= TASK DESCRIPTION =
Gather every line of the data below that contains the string "hair", and copy each one out in full.

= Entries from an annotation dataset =
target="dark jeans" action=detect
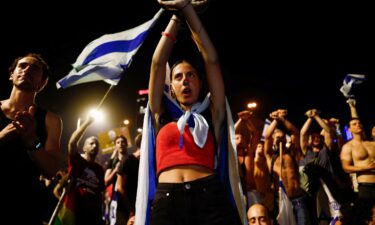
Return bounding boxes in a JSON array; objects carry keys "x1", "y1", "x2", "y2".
[
  {"x1": 150, "y1": 175, "x2": 237, "y2": 225},
  {"x1": 358, "y1": 183, "x2": 375, "y2": 199}
]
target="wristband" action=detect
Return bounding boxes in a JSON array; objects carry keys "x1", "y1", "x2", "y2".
[
  {"x1": 161, "y1": 31, "x2": 177, "y2": 42},
  {"x1": 26, "y1": 138, "x2": 43, "y2": 152}
]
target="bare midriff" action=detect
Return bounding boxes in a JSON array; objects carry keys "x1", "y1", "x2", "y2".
[{"x1": 158, "y1": 165, "x2": 214, "y2": 183}]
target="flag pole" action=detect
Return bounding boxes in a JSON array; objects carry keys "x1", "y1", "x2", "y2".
[
  {"x1": 279, "y1": 141, "x2": 283, "y2": 180},
  {"x1": 48, "y1": 179, "x2": 70, "y2": 225},
  {"x1": 96, "y1": 84, "x2": 115, "y2": 111}
]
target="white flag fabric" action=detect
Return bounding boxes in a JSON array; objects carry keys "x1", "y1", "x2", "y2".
[
  {"x1": 260, "y1": 119, "x2": 271, "y2": 141},
  {"x1": 340, "y1": 74, "x2": 365, "y2": 98},
  {"x1": 276, "y1": 180, "x2": 296, "y2": 225},
  {"x1": 316, "y1": 179, "x2": 342, "y2": 225},
  {"x1": 56, "y1": 9, "x2": 164, "y2": 88}
]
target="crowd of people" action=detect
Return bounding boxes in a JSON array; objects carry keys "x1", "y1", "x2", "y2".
[{"x1": 0, "y1": 0, "x2": 375, "y2": 225}]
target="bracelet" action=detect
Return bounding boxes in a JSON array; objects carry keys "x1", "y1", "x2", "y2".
[
  {"x1": 161, "y1": 31, "x2": 177, "y2": 42},
  {"x1": 26, "y1": 138, "x2": 43, "y2": 152},
  {"x1": 178, "y1": 0, "x2": 191, "y2": 11}
]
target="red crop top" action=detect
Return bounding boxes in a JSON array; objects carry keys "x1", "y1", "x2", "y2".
[{"x1": 156, "y1": 122, "x2": 215, "y2": 176}]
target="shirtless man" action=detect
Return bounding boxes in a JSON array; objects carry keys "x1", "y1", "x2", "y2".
[
  {"x1": 340, "y1": 98, "x2": 375, "y2": 199},
  {"x1": 264, "y1": 109, "x2": 310, "y2": 225}
]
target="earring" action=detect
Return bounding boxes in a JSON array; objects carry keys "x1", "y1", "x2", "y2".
[{"x1": 171, "y1": 88, "x2": 176, "y2": 98}]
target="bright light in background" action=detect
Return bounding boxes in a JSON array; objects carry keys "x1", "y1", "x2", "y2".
[
  {"x1": 87, "y1": 109, "x2": 105, "y2": 123},
  {"x1": 247, "y1": 102, "x2": 257, "y2": 109}
]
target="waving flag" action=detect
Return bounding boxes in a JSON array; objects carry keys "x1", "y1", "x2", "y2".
[
  {"x1": 56, "y1": 9, "x2": 163, "y2": 88},
  {"x1": 340, "y1": 74, "x2": 365, "y2": 98},
  {"x1": 316, "y1": 179, "x2": 342, "y2": 225}
]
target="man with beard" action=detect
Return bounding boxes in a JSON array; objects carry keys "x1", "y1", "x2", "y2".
[
  {"x1": 0, "y1": 53, "x2": 62, "y2": 224},
  {"x1": 340, "y1": 100, "x2": 375, "y2": 199},
  {"x1": 264, "y1": 109, "x2": 311, "y2": 225},
  {"x1": 67, "y1": 116, "x2": 105, "y2": 225}
]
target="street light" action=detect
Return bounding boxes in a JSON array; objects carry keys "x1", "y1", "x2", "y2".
[
  {"x1": 77, "y1": 108, "x2": 105, "y2": 128},
  {"x1": 247, "y1": 102, "x2": 257, "y2": 110}
]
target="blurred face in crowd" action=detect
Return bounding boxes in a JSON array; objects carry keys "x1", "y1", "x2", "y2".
[{"x1": 247, "y1": 204, "x2": 273, "y2": 225}]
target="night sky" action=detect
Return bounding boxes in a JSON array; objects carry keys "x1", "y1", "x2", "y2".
[{"x1": 0, "y1": 0, "x2": 375, "y2": 151}]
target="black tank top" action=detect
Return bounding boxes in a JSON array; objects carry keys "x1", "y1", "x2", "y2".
[{"x1": 0, "y1": 107, "x2": 47, "y2": 224}]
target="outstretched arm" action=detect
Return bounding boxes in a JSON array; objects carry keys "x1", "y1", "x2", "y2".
[
  {"x1": 182, "y1": 0, "x2": 225, "y2": 137},
  {"x1": 149, "y1": 12, "x2": 180, "y2": 130},
  {"x1": 300, "y1": 110, "x2": 312, "y2": 155},
  {"x1": 346, "y1": 98, "x2": 359, "y2": 118}
]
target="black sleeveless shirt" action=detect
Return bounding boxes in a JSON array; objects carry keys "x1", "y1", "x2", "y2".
[{"x1": 0, "y1": 107, "x2": 47, "y2": 225}]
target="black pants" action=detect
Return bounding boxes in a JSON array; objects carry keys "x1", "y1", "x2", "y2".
[
  {"x1": 150, "y1": 175, "x2": 238, "y2": 225},
  {"x1": 358, "y1": 183, "x2": 375, "y2": 199}
]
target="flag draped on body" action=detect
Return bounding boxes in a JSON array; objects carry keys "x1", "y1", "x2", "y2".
[
  {"x1": 340, "y1": 74, "x2": 365, "y2": 98},
  {"x1": 56, "y1": 9, "x2": 164, "y2": 88},
  {"x1": 135, "y1": 62, "x2": 247, "y2": 225}
]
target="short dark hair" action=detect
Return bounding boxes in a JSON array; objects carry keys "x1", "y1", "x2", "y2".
[
  {"x1": 115, "y1": 134, "x2": 128, "y2": 145},
  {"x1": 134, "y1": 133, "x2": 142, "y2": 148},
  {"x1": 8, "y1": 52, "x2": 50, "y2": 91},
  {"x1": 348, "y1": 117, "x2": 361, "y2": 126}
]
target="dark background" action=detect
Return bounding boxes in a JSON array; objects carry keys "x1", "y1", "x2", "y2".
[{"x1": 0, "y1": 0, "x2": 375, "y2": 156}]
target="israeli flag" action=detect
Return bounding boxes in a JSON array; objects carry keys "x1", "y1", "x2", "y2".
[
  {"x1": 340, "y1": 74, "x2": 365, "y2": 98},
  {"x1": 56, "y1": 9, "x2": 164, "y2": 88}
]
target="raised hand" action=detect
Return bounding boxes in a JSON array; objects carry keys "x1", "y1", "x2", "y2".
[{"x1": 12, "y1": 106, "x2": 38, "y2": 146}]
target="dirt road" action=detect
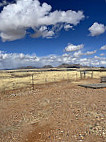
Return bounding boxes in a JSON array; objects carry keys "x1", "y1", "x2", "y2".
[{"x1": 0, "y1": 79, "x2": 106, "y2": 142}]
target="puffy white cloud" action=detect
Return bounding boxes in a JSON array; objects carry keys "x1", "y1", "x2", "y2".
[
  {"x1": 73, "y1": 51, "x2": 84, "y2": 58},
  {"x1": 85, "y1": 50, "x2": 96, "y2": 55},
  {"x1": 64, "y1": 24, "x2": 73, "y2": 31},
  {"x1": 0, "y1": 0, "x2": 9, "y2": 7},
  {"x1": 100, "y1": 45, "x2": 106, "y2": 50},
  {"x1": 88, "y1": 22, "x2": 106, "y2": 36},
  {"x1": 65, "y1": 44, "x2": 84, "y2": 52},
  {"x1": 31, "y1": 26, "x2": 55, "y2": 38},
  {"x1": 0, "y1": 0, "x2": 84, "y2": 41}
]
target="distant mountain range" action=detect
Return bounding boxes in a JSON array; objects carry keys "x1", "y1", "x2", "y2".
[{"x1": 18, "y1": 63, "x2": 89, "y2": 69}]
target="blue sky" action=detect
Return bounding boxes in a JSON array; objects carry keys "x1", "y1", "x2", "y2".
[{"x1": 0, "y1": 0, "x2": 106, "y2": 69}]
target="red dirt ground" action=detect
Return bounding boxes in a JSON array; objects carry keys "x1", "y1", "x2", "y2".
[{"x1": 0, "y1": 79, "x2": 106, "y2": 142}]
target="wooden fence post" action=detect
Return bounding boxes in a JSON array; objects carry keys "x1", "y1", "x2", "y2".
[{"x1": 32, "y1": 74, "x2": 34, "y2": 90}]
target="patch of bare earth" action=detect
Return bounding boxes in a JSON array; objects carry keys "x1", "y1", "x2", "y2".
[{"x1": 0, "y1": 79, "x2": 106, "y2": 142}]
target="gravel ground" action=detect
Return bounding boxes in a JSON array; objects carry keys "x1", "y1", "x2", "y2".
[{"x1": 0, "y1": 79, "x2": 106, "y2": 142}]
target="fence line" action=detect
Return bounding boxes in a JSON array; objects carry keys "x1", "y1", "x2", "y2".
[{"x1": 0, "y1": 71, "x2": 106, "y2": 92}]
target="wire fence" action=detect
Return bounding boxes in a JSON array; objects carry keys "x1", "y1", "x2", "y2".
[{"x1": 0, "y1": 71, "x2": 106, "y2": 92}]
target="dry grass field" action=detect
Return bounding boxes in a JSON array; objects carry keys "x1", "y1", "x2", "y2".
[
  {"x1": 0, "y1": 69, "x2": 106, "y2": 91},
  {"x1": 0, "y1": 78, "x2": 106, "y2": 142}
]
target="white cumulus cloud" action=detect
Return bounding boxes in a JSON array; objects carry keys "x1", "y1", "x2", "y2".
[
  {"x1": 88, "y1": 22, "x2": 106, "y2": 36},
  {"x1": 65, "y1": 44, "x2": 84, "y2": 52},
  {"x1": 0, "y1": 0, "x2": 84, "y2": 41},
  {"x1": 85, "y1": 50, "x2": 96, "y2": 55},
  {"x1": 100, "y1": 45, "x2": 106, "y2": 50}
]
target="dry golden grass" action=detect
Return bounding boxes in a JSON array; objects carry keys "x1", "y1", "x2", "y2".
[{"x1": 0, "y1": 69, "x2": 106, "y2": 91}]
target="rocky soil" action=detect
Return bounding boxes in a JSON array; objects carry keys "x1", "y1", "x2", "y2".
[{"x1": 0, "y1": 79, "x2": 106, "y2": 142}]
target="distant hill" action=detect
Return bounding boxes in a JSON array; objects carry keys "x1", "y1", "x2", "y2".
[
  {"x1": 17, "y1": 66, "x2": 37, "y2": 69},
  {"x1": 57, "y1": 63, "x2": 83, "y2": 68},
  {"x1": 42, "y1": 65, "x2": 53, "y2": 68}
]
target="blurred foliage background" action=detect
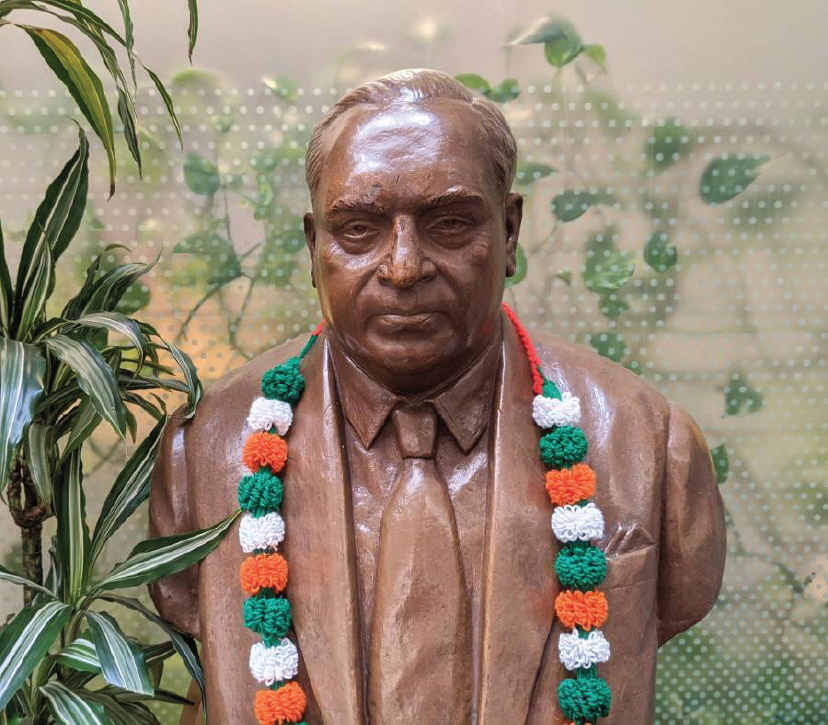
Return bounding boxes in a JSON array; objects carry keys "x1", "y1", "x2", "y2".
[{"x1": 0, "y1": 2, "x2": 828, "y2": 725}]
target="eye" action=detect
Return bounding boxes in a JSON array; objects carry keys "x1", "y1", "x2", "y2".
[
  {"x1": 342, "y1": 222, "x2": 374, "y2": 241},
  {"x1": 429, "y1": 216, "x2": 469, "y2": 234}
]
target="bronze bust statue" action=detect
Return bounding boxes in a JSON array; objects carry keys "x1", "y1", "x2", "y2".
[{"x1": 150, "y1": 70, "x2": 725, "y2": 725}]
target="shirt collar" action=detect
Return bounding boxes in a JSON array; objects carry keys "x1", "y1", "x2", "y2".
[{"x1": 331, "y1": 324, "x2": 503, "y2": 453}]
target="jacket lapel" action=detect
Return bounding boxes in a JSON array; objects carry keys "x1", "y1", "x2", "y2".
[
  {"x1": 478, "y1": 317, "x2": 558, "y2": 725},
  {"x1": 283, "y1": 334, "x2": 363, "y2": 725}
]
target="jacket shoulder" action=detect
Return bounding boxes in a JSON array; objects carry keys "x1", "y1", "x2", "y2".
[
  {"x1": 171, "y1": 335, "x2": 308, "y2": 448},
  {"x1": 532, "y1": 332, "x2": 669, "y2": 420}
]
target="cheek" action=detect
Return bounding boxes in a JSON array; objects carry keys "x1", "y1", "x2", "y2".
[
  {"x1": 316, "y1": 238, "x2": 375, "y2": 314},
  {"x1": 443, "y1": 239, "x2": 506, "y2": 300}
]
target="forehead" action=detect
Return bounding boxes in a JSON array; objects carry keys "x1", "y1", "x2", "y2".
[{"x1": 318, "y1": 99, "x2": 499, "y2": 208}]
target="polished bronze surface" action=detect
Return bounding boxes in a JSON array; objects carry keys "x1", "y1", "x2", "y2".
[{"x1": 150, "y1": 72, "x2": 725, "y2": 725}]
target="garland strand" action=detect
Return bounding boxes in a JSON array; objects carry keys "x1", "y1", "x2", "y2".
[
  {"x1": 503, "y1": 303, "x2": 611, "y2": 725},
  {"x1": 238, "y1": 324, "x2": 322, "y2": 725},
  {"x1": 238, "y1": 312, "x2": 611, "y2": 725}
]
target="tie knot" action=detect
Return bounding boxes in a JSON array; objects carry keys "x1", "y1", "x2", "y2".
[{"x1": 391, "y1": 403, "x2": 437, "y2": 458}]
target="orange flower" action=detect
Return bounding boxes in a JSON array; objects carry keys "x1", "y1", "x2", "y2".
[
  {"x1": 253, "y1": 682, "x2": 307, "y2": 725},
  {"x1": 555, "y1": 589, "x2": 607, "y2": 629},
  {"x1": 546, "y1": 463, "x2": 595, "y2": 506},
  {"x1": 242, "y1": 433, "x2": 287, "y2": 473},
  {"x1": 239, "y1": 554, "x2": 287, "y2": 596}
]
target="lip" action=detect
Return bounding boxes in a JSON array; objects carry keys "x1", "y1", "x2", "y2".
[{"x1": 375, "y1": 310, "x2": 440, "y2": 327}]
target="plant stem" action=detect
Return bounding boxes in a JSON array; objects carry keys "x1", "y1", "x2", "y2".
[{"x1": 9, "y1": 459, "x2": 48, "y2": 606}]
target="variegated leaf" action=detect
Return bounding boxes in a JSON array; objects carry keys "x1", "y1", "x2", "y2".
[
  {"x1": 90, "y1": 418, "x2": 165, "y2": 564},
  {"x1": 56, "y1": 637, "x2": 101, "y2": 672},
  {"x1": 0, "y1": 600, "x2": 72, "y2": 710},
  {"x1": 85, "y1": 611, "x2": 153, "y2": 695},
  {"x1": 96, "y1": 511, "x2": 240, "y2": 590},
  {"x1": 40, "y1": 681, "x2": 110, "y2": 725},
  {"x1": 0, "y1": 337, "x2": 46, "y2": 492},
  {"x1": 44, "y1": 335, "x2": 126, "y2": 437}
]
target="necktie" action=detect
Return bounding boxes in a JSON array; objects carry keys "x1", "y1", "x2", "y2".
[{"x1": 369, "y1": 404, "x2": 472, "y2": 725}]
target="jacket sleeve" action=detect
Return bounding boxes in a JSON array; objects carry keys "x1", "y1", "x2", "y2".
[
  {"x1": 149, "y1": 411, "x2": 200, "y2": 639},
  {"x1": 658, "y1": 403, "x2": 726, "y2": 646}
]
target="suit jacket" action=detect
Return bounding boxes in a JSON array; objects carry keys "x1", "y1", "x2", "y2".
[{"x1": 150, "y1": 312, "x2": 725, "y2": 725}]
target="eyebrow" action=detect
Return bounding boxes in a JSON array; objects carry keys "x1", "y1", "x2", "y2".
[{"x1": 325, "y1": 189, "x2": 485, "y2": 215}]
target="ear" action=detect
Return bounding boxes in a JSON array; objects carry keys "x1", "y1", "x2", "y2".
[
  {"x1": 303, "y1": 212, "x2": 316, "y2": 288},
  {"x1": 504, "y1": 194, "x2": 523, "y2": 277}
]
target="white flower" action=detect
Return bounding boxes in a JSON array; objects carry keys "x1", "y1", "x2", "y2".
[
  {"x1": 558, "y1": 629, "x2": 609, "y2": 670},
  {"x1": 250, "y1": 638, "x2": 299, "y2": 685},
  {"x1": 247, "y1": 398, "x2": 293, "y2": 436},
  {"x1": 532, "y1": 393, "x2": 581, "y2": 428},
  {"x1": 239, "y1": 511, "x2": 285, "y2": 554},
  {"x1": 552, "y1": 503, "x2": 604, "y2": 542}
]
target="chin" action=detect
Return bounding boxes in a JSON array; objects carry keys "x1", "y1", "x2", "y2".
[{"x1": 364, "y1": 334, "x2": 466, "y2": 378}]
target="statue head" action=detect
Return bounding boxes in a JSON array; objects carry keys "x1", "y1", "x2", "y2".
[{"x1": 305, "y1": 70, "x2": 523, "y2": 394}]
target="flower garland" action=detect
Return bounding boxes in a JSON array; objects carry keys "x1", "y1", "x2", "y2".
[
  {"x1": 503, "y1": 304, "x2": 611, "y2": 725},
  {"x1": 238, "y1": 324, "x2": 322, "y2": 725},
  {"x1": 238, "y1": 304, "x2": 610, "y2": 725}
]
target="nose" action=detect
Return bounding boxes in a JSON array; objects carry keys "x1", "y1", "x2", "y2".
[{"x1": 377, "y1": 217, "x2": 437, "y2": 289}]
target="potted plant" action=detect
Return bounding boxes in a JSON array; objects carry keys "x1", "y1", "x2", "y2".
[{"x1": 0, "y1": 0, "x2": 234, "y2": 724}]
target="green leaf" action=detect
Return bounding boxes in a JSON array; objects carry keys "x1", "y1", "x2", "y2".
[
  {"x1": 184, "y1": 151, "x2": 220, "y2": 196},
  {"x1": 483, "y1": 78, "x2": 520, "y2": 103},
  {"x1": 515, "y1": 161, "x2": 557, "y2": 185},
  {"x1": 26, "y1": 423, "x2": 52, "y2": 508},
  {"x1": 97, "y1": 511, "x2": 240, "y2": 590},
  {"x1": 583, "y1": 43, "x2": 607, "y2": 73},
  {"x1": 454, "y1": 73, "x2": 491, "y2": 94},
  {"x1": 0, "y1": 566, "x2": 55, "y2": 599},
  {"x1": 163, "y1": 341, "x2": 203, "y2": 418},
  {"x1": 724, "y1": 371, "x2": 764, "y2": 416},
  {"x1": 0, "y1": 218, "x2": 14, "y2": 336},
  {"x1": 101, "y1": 594, "x2": 207, "y2": 712},
  {"x1": 0, "y1": 600, "x2": 72, "y2": 710},
  {"x1": 63, "y1": 395, "x2": 101, "y2": 458},
  {"x1": 589, "y1": 332, "x2": 627, "y2": 362},
  {"x1": 582, "y1": 227, "x2": 635, "y2": 295},
  {"x1": 509, "y1": 16, "x2": 581, "y2": 53},
  {"x1": 55, "y1": 637, "x2": 101, "y2": 672},
  {"x1": 118, "y1": 86, "x2": 143, "y2": 177},
  {"x1": 84, "y1": 610, "x2": 153, "y2": 695},
  {"x1": 73, "y1": 685, "x2": 159, "y2": 725},
  {"x1": 57, "y1": 450, "x2": 89, "y2": 603},
  {"x1": 644, "y1": 118, "x2": 696, "y2": 173},
  {"x1": 44, "y1": 334, "x2": 126, "y2": 438},
  {"x1": 21, "y1": 26, "x2": 115, "y2": 196},
  {"x1": 118, "y1": 0, "x2": 137, "y2": 88},
  {"x1": 552, "y1": 189, "x2": 601, "y2": 222},
  {"x1": 0, "y1": 337, "x2": 46, "y2": 492},
  {"x1": 710, "y1": 443, "x2": 730, "y2": 485},
  {"x1": 506, "y1": 244, "x2": 529, "y2": 287},
  {"x1": 644, "y1": 232, "x2": 678, "y2": 272},
  {"x1": 40, "y1": 681, "x2": 111, "y2": 725},
  {"x1": 141, "y1": 63, "x2": 184, "y2": 149},
  {"x1": 69, "y1": 312, "x2": 147, "y2": 359},
  {"x1": 10, "y1": 114, "x2": 89, "y2": 278},
  {"x1": 699, "y1": 154, "x2": 770, "y2": 204},
  {"x1": 61, "y1": 256, "x2": 155, "y2": 320},
  {"x1": 187, "y1": 0, "x2": 198, "y2": 63},
  {"x1": 89, "y1": 418, "x2": 166, "y2": 565}
]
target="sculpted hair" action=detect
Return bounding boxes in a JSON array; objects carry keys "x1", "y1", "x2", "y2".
[{"x1": 305, "y1": 69, "x2": 517, "y2": 198}]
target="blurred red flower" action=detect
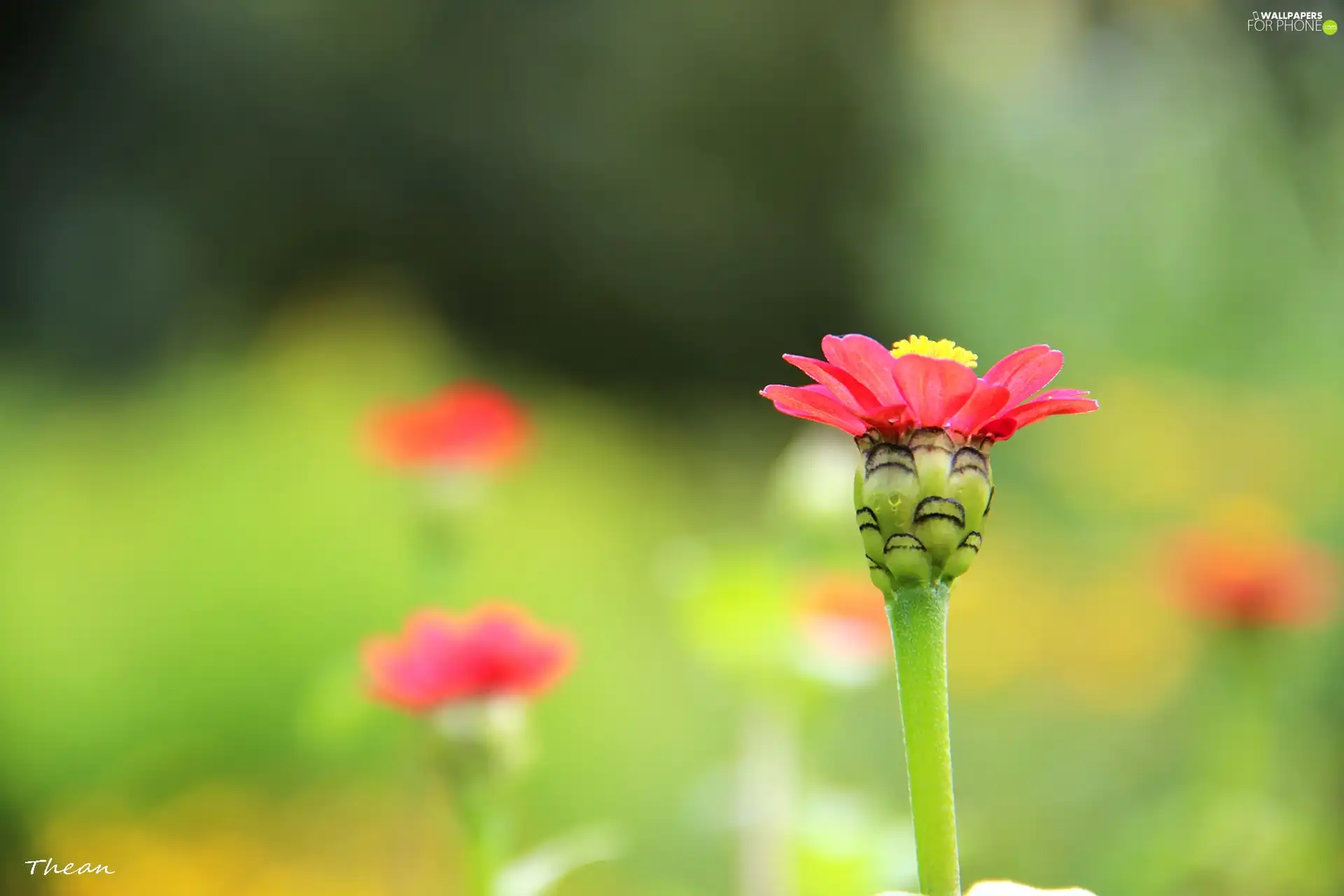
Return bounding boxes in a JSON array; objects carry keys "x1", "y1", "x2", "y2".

= OUTPUT OF THE TASK =
target="short dark hair" action=detect
target="sculpted hair" action=detect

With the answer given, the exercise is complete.